── MATERIAL FOR THIS EXERCISE

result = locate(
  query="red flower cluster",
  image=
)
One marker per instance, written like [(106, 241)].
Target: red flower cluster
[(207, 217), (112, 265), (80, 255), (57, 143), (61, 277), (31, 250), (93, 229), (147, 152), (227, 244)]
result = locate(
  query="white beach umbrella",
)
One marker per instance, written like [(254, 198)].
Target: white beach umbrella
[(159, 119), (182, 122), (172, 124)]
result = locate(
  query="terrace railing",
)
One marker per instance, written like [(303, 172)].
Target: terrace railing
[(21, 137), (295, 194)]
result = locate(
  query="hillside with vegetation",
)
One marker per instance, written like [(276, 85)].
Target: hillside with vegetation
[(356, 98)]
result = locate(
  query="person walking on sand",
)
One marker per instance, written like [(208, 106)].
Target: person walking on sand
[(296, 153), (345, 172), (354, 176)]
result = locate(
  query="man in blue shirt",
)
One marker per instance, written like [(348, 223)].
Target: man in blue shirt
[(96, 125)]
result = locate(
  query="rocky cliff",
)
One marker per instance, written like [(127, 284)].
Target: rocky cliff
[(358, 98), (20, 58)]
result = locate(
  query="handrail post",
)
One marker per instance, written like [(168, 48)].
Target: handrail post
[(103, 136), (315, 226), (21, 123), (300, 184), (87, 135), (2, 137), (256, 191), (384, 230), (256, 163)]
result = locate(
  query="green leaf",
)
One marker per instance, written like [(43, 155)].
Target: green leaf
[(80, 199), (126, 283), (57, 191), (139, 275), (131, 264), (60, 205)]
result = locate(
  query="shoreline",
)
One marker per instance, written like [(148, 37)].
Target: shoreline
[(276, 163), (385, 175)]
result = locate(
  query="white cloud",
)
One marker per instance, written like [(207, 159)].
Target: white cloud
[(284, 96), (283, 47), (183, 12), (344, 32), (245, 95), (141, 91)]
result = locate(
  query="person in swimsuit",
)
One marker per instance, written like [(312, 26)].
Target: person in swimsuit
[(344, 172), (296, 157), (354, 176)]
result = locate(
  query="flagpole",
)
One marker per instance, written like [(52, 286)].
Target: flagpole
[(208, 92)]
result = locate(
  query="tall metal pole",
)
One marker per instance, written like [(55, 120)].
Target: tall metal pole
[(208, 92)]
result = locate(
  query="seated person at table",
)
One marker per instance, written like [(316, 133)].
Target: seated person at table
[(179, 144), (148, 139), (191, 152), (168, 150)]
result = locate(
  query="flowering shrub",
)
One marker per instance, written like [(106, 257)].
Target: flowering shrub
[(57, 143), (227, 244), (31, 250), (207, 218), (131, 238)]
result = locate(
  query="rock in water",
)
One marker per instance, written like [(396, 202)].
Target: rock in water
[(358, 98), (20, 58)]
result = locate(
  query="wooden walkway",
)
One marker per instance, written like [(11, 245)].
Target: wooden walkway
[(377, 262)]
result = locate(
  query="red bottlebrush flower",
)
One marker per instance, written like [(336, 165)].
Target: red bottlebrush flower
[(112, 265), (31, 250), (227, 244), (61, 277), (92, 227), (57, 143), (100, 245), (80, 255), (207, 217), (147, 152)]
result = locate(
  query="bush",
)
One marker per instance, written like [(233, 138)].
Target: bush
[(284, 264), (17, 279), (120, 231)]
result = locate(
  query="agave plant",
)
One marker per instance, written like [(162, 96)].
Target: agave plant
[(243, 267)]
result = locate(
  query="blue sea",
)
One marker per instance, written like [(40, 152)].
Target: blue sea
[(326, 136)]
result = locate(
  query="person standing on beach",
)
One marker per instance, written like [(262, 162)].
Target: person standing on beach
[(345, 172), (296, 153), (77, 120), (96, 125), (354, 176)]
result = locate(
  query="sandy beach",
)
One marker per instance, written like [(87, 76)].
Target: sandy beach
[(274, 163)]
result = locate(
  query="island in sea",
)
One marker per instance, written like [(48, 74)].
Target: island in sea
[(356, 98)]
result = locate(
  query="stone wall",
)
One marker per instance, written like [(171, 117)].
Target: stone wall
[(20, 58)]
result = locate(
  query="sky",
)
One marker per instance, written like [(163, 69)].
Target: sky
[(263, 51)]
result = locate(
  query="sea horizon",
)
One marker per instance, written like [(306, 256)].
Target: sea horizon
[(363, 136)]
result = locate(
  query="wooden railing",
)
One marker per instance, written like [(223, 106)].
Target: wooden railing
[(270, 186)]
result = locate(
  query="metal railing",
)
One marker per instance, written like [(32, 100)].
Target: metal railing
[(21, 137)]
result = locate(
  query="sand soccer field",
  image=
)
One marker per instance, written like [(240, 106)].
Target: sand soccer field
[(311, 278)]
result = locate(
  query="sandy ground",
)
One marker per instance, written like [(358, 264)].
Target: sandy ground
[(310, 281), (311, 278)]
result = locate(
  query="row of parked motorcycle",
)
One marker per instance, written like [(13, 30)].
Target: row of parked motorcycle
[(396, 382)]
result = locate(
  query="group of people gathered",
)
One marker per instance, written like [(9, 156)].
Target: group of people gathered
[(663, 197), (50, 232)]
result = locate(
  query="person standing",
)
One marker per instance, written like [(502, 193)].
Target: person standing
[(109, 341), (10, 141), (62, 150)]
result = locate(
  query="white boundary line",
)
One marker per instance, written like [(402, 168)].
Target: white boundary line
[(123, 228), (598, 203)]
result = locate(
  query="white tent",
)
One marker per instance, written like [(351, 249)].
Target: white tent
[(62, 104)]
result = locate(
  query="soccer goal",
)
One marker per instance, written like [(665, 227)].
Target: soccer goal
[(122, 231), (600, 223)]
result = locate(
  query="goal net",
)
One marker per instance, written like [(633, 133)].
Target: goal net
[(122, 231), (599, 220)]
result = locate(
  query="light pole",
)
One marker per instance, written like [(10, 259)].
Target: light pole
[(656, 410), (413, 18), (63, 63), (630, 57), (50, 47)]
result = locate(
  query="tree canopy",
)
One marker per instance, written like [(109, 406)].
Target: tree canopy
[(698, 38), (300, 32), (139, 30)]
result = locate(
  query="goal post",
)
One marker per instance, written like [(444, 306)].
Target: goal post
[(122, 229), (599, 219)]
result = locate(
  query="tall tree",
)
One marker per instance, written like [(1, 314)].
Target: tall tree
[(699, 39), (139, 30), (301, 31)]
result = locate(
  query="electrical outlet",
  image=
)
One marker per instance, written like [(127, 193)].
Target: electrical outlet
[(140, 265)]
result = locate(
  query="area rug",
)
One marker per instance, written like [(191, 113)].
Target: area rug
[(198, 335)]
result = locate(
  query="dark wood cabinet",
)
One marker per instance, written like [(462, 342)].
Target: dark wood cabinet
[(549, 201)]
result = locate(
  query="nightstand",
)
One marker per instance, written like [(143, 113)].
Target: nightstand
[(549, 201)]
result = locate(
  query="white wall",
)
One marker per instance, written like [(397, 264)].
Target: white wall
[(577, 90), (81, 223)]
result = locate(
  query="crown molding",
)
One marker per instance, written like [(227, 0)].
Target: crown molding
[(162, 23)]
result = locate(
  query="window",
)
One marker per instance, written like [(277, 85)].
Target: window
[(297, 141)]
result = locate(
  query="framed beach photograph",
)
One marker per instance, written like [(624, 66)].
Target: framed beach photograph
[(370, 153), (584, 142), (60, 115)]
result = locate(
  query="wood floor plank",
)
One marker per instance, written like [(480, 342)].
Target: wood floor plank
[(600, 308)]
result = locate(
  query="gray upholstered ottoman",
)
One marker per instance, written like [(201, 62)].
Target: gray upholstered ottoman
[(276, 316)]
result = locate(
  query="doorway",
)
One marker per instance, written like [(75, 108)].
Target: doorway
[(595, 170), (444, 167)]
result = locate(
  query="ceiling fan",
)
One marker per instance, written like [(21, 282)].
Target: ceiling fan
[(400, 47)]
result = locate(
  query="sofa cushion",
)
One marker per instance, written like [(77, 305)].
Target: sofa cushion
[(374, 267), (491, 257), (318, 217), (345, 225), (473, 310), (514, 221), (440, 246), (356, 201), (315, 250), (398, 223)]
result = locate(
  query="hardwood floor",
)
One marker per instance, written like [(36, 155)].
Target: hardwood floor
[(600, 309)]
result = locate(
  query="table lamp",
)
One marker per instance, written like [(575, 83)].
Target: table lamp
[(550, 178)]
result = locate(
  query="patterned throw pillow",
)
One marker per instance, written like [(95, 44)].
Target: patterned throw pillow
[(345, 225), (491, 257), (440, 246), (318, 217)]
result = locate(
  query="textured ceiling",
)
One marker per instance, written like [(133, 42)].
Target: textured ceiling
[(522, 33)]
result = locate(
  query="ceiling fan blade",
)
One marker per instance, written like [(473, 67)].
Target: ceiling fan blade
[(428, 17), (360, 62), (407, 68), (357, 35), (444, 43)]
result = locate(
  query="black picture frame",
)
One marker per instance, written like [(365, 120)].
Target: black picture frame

────

## SHORT EXERCISE
Set down the records from their first line through the line containing "[(159, 119), (182, 122), (172, 124)]", inclusive, reproducing each line without change.

## EXPECTED OUTPUT
result = locate(
  query="red flower cluster",
  image=
)
One marker per instance, written like [(106, 241)].
Target: red flower cluster
[(207, 217), (112, 265), (80, 255), (57, 143), (61, 277), (31, 250), (93, 229), (147, 152), (227, 244)]
result = locate(
  query="white beach umbrella",
)
One marker per instance, written like [(254, 198)].
Target: white beach umbrella
[(159, 119), (182, 122), (172, 124)]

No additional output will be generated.